- **Provided text**
Getting MP3 In Your Car

With automakers asleep at the wheel, the aftermarket is taking an inside line. Car manufacturers are not yet caught up to "Internet Time", leaving digital music technology out of design plans. XM radio and DVD bundles are good baby steps but cars are a platform that has always demanded aftermarket exploitation. Aftermarket manufacturers are racing to sell some great and some not-so-great products to fill the void left by automakers, who are still having great difficulty getting out of their own way, unable to respond to the demands of customers.

BMW and Audi are the only manufacturers responding to the clamor from the washed masses. The unwashed, myself included, are still dying to get all of that (legally, wink wink) downloaded music and movies into our g-rides. Still, its not quite enough. We have a taste for WiFi, Bluetooth, navigation, DivX, GPRS systems that won't stink up the parking lot with stale technology in 2 years. Cars will need to be upgradeable and standards established in order to provide customers with new technologies for their cars' 100-200K mile lifecycle. As much as automakers long for days when AM/FM/Cassette was enough, times are changing, the market is changing and consumers are demanding more. As cool as it is to walk around the Villages with an iPod, looking hip and making sure not to get mugged, a large number of people drive to work, drive as a job and otherwise spend a crapload of time in cars. Cars without the benefit of the entire Ween discography in the trunk.


Until car manufacturers offer up an OS (Please let it not be Windows [Don't get your hopes up - ed.]) and a Firewire integrated automotive system, the aftermarket will continue to hack the wiring harness. The good news is, it's been blown pretty wide open, so get that Captain and Tennille record dubbed to MP3 and Private Benjamin compressed to DivX, because your car is ready.

A few automakers are offering Phatnoise, a hard drive-based music jukebox that mounts in your trunk, connecting to your stereo via wiring harness or FM antenna interconnect. Audi is first to market with that, although others are soon to follow. If you aren't bumping an Audi, though, it's time to get out the tools and tear into that dash.

Phatnoise and Kenwood offer up kits for most makes and models. Some can pipe ID3 tags and file names to the head units in some but not most cars. They offer tethered accessory displays which, through the magic of Velcro, secure to the dash.

The Phatnoise Music Keg, obviously named to appeal to those who prefer to purchase everything by the barrel, come in three configurations. A 10GB (tall boy), 20GB (pony keg), and a 60GB (frat size) seem to be offered (although different sites have contrary details). The unit is about the size of a CD changer and has a nifty USB 2.0 connector port that is used to connect the keg to a computer. Using the Phatnoise software (PC only), music is downloaded to the box and can be used to play at your desk in a spiffy dock.

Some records
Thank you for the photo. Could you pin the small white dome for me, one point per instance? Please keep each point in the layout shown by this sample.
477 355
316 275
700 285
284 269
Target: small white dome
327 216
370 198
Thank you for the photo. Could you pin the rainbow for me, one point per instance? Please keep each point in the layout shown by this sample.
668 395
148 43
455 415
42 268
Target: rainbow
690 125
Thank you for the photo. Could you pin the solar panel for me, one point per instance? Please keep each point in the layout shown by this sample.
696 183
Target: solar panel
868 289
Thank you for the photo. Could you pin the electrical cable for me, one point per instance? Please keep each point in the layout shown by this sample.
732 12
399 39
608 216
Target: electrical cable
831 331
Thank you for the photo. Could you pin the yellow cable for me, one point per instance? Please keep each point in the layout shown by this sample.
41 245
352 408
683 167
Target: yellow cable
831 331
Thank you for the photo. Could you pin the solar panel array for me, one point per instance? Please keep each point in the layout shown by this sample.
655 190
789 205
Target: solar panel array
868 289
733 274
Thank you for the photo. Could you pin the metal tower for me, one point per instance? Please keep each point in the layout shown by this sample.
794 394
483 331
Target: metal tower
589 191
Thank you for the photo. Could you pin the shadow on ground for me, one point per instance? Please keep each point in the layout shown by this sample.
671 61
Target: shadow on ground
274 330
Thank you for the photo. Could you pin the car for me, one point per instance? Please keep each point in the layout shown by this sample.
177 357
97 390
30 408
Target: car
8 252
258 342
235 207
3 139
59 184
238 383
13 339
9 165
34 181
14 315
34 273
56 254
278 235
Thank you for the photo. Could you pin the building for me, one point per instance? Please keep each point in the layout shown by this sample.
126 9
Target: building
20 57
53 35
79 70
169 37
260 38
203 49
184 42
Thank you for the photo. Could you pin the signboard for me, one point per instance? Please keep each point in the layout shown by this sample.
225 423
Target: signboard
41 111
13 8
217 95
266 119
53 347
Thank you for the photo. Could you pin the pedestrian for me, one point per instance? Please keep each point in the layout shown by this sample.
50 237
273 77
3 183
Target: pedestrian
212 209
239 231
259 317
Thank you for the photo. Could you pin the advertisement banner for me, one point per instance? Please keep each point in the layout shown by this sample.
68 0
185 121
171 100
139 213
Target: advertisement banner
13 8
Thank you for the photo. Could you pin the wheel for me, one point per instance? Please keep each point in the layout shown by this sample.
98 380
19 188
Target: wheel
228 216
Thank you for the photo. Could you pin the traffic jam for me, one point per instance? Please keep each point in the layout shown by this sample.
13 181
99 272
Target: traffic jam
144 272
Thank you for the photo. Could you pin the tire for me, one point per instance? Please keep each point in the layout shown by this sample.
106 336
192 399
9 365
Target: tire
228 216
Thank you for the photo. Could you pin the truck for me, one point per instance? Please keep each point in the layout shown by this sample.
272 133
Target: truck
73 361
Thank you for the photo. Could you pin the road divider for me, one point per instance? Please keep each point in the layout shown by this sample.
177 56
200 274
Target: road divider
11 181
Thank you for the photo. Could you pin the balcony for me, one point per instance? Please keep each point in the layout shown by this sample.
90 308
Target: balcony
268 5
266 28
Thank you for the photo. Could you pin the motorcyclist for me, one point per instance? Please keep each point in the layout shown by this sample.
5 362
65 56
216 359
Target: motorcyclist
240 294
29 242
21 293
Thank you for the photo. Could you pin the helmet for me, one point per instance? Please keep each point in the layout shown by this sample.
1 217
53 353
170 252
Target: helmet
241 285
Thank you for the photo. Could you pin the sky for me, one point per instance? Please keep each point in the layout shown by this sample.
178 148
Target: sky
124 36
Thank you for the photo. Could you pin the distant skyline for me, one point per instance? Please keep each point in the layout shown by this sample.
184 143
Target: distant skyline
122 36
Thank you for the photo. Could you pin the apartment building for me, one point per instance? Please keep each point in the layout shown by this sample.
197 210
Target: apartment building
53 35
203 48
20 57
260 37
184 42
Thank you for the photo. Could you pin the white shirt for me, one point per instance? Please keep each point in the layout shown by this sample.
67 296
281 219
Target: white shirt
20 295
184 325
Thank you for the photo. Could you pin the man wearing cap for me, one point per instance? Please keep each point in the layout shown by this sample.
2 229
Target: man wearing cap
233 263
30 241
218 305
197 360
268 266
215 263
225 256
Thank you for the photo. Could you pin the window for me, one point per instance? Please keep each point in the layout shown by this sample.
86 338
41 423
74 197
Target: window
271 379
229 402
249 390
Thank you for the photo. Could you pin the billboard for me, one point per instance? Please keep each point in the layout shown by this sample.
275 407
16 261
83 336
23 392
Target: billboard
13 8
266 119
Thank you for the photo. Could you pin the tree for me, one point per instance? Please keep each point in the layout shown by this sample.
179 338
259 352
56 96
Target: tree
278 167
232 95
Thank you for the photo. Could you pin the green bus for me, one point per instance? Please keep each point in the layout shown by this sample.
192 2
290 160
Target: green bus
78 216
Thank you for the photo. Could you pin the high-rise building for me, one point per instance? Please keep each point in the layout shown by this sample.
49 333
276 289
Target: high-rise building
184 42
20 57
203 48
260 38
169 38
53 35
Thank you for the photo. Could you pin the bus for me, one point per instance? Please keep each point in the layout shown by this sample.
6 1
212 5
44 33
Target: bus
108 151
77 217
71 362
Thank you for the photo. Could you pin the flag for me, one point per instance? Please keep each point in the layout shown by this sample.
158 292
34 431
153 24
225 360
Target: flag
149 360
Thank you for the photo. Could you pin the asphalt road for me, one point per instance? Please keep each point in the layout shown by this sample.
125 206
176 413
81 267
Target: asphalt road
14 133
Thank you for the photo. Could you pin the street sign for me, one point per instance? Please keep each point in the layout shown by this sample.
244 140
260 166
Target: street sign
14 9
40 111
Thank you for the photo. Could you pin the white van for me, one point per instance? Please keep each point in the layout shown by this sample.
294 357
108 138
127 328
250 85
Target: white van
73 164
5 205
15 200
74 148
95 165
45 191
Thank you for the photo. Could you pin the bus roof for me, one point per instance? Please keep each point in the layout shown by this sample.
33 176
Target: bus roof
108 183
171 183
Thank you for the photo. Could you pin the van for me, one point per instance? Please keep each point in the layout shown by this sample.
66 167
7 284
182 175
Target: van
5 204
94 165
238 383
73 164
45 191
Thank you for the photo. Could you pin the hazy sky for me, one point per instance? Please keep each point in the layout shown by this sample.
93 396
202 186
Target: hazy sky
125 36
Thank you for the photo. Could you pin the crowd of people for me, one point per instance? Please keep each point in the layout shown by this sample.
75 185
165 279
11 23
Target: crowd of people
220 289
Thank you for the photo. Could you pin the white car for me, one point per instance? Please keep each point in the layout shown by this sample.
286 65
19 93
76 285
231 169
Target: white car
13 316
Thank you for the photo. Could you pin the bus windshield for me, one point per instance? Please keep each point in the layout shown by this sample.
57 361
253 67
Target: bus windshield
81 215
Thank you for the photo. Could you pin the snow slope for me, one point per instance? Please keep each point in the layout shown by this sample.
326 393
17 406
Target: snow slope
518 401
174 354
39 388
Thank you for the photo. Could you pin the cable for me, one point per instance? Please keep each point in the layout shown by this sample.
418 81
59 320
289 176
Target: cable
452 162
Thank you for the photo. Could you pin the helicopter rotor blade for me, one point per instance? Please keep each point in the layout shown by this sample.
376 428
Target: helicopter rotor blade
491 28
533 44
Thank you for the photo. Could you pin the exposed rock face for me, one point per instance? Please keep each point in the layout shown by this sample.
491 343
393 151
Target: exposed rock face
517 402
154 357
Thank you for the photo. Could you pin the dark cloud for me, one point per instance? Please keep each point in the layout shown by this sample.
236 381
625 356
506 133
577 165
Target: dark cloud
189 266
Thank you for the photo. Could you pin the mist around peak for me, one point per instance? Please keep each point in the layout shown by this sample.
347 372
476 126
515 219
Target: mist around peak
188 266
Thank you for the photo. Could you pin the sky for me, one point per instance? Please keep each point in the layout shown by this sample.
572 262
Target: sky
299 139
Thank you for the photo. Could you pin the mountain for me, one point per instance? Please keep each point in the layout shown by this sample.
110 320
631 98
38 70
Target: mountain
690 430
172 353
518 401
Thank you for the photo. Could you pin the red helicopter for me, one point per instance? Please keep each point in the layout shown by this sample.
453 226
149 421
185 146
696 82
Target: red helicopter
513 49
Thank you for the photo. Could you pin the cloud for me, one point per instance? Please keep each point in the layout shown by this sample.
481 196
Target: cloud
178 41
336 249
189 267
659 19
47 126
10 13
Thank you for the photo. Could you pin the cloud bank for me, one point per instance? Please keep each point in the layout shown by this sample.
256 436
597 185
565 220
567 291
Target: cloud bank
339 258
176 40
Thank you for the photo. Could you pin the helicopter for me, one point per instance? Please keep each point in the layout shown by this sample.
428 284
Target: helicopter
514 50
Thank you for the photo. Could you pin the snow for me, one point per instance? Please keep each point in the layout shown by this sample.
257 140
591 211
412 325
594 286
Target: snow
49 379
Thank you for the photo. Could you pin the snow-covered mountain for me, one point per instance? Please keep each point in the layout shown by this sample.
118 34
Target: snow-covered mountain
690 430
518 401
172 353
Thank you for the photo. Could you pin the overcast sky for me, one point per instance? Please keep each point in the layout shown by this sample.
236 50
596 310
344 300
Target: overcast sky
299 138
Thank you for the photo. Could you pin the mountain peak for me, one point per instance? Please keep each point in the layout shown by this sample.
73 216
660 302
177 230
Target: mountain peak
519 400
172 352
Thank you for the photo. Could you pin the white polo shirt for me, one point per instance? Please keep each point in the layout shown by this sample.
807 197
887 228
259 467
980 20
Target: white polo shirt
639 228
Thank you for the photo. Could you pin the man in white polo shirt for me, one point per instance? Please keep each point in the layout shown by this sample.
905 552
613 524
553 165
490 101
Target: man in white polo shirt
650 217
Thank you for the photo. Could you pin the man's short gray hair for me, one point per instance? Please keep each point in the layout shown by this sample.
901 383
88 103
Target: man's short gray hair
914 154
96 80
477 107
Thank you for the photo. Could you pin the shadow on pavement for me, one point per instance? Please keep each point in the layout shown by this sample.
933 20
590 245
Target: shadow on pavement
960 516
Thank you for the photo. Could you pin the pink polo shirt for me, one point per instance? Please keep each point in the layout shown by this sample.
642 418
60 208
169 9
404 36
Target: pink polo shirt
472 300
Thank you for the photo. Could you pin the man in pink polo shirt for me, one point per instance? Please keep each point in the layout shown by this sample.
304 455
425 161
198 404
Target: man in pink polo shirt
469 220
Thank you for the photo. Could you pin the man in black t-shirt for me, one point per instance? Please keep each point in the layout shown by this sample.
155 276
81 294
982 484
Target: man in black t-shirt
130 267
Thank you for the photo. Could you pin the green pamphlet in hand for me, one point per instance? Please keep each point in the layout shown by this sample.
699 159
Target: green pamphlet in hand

- **Set task 1**
Duplicate the car MP3 article word for word, from "A few automakers" up to and including "to the dash.".
- **Set task 2**
According to the article on getting MP3 into cars, why will cars need to be upgradeable, with standards established?
- **Set task 3**
Write the next part of the article on getting MP3 into your car, starting after its final sentence.

- **Answer 1**
A few automakers are offering Phatnoise, a hard drive-based music jukebox that mounts in your trunk, connecting to your stereo via wiring harness or FM antenna interconnect. Audi is first to market with that, although others are soon to follow. If you aren't bumping an Audi, though, it's time to get out the tools and tear into that dash.

Phatnoise and Kenwood offer up kits for most makes and models. Some can pipe ID3 tags and file names to the head units in some but not most cars. They offer tethered accessory displays which, through the magic of Velcro, secure to the dash.

- **Answer 2**
So that customers can be given new technologies throughout their cars' 100-200K mile lifecycle.

- **Answer 3**
For the weekend dashboard thrasher, PIE and PAC Audio make adapters that add auxillary inputs to a large number of factory head units. The AUX inputs provides 2 RCA Line-in channels of audio from sources like an iPod, portable DVD player or console mounted record player. In addition, PAC Audio makes an adapter called an AUX POD which hooks an iPod directly to most stock wiring harnesses. The in-dash fondling is worth the effort as it only connects to the harness clip, switched 12V+ and ground. Difficulty lies in making sure you get the right adapter as there are many different head units for each make. Get the right one - for some crazy "electricity" reason, it matters.

Other harnesses include the much-hyped ipodmybmwwithacrappyexpensiveadapter.com. BMW, bless their little hearts, offer up a multi-million dollar ad campaign to sell an iPod connector that lets you put your iPod in the glove box and shows your music as Track 1, Track 2, etc. Thank you very little.

Which is silly, because as it stands, the iPod, in all of its white and pastel mini glory is still the king of portable music. Belkin has gone hog wild making lots of white gadgets that let you take it everywhere and hook it to just about everything. The Belkin Auto Kit, a nice little jobbie, plugs right into the cigarette lighter, where from the 12v socket connects directly to the iPod dock connector and gives you a handy 1/8-inch output. They also offer FM and Cassette adapters but after dropping multiple Bens on the iPod, you might as well take it uptown and install a PIE or PAC-AUDIO AUX input. Cassette adapters are the orthodontic headgear of car audio (don't get me started on automakers still putting cassette players in cars).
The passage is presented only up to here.